> [Directions for this task]:
Starting at the line that holds "Query: spare tire cover", copy every line exactly through the end of the data, and no others.

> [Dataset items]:
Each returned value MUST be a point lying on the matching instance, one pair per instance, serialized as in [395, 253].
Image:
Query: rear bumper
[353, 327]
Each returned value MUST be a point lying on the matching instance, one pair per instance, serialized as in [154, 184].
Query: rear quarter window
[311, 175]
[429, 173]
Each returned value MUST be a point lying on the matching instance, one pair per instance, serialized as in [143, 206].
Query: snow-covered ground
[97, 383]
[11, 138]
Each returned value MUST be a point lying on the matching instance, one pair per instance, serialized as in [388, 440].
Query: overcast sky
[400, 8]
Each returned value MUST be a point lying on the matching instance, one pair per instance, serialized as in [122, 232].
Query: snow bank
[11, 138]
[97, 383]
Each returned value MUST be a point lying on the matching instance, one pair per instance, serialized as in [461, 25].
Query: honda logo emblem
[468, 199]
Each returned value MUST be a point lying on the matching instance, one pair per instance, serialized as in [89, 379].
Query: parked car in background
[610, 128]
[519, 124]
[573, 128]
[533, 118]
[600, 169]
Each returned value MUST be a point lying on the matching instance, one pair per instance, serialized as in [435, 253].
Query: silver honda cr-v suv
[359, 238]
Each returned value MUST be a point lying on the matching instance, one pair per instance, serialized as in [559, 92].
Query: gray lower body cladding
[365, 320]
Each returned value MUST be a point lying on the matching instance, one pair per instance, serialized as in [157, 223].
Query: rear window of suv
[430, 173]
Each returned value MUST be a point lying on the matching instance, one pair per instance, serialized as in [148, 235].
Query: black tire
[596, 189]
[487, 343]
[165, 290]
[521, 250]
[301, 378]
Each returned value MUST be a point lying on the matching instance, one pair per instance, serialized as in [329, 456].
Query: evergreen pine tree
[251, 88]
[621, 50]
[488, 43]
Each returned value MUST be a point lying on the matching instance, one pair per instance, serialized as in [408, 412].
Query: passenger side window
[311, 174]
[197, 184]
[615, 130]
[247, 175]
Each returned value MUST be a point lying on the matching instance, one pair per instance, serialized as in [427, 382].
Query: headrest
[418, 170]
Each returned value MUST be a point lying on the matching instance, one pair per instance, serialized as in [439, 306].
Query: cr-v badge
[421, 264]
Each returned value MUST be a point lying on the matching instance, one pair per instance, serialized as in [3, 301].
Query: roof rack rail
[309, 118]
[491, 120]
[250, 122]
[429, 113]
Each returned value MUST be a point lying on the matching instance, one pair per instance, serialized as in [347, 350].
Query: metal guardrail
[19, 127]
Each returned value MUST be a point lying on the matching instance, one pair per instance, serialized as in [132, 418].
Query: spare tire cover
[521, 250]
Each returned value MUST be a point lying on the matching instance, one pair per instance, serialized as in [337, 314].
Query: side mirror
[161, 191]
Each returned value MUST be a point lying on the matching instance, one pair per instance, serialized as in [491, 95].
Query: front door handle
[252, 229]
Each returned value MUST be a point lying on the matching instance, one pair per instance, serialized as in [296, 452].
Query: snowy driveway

> [Your response]:
Query: spare tire cover
[521, 250]
Each returned value MUST be a point lying on the matching instance, one pair per instance, serialized as in [337, 314].
Query: side mirror
[161, 191]
Each returned value MUST be a point lying on the matching instance, one pair per instance, serialized as in [491, 95].
Query: front door handle
[252, 229]
Each returned value MUST be a point lying on the matching instance, one pair per instance, serialized as in [296, 452].
Query: snowy driveway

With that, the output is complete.